(Stored entries)
===============
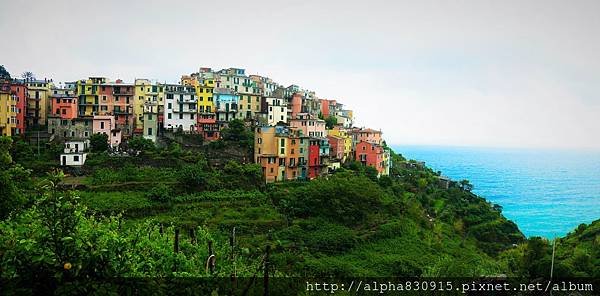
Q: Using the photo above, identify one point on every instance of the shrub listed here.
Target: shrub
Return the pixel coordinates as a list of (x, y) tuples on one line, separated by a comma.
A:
[(160, 193)]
===============
§ Requirements: Convert the items above into a JSON list of strings with one string per line, skipping blank lines. Leave the pictures out.

§ Result below:
[
  "Q: Using the photo above, identify one point on every instance of the shrub listed here.",
  "Target: shrub",
  "Return the pixel coordinates as a list of (x, y) tuples on one line, separated by a comma.",
  "A:",
  "[(160, 193)]"
]